[begin Dataset]

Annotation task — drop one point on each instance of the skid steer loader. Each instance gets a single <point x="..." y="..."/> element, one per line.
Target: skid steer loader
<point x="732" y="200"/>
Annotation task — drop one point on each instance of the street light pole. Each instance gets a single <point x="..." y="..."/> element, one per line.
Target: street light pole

[end Dataset]

Repeat the material above exactly.

**Response to this task**
Annotation task — drop one point on each instance of the skid steer loader. Each instance gets a single <point x="..." y="..."/> element, one per line.
Target: skid steer loader
<point x="732" y="200"/>
Annotation task — drop one point on each instance of the street light pole. Each instance gets a single <point x="..." y="..."/> element, one per line.
Target: street light pole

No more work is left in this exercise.